- [Task details]
Copy out every line of the data that follows, exactly.

- [Task input]
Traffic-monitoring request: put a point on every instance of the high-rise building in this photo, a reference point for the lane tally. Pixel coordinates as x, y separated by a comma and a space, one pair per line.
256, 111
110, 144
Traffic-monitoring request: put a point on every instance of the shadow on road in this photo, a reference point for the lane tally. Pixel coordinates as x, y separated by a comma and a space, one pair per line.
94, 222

- [Answer space]
Traffic-monitoring request: put a point on every instance of the high-rise building in this photo, a reference point for the lane tally. Pixel coordinates as x, y separated by a comma and a space, one pair per line.
256, 111
110, 144
Traffic-monitoring request: put a point on every instance of the shadow on road in this photo, a reference point for the lane tally. Pixel coordinates as x, y separated by a comma and a space, one pair per line.
94, 222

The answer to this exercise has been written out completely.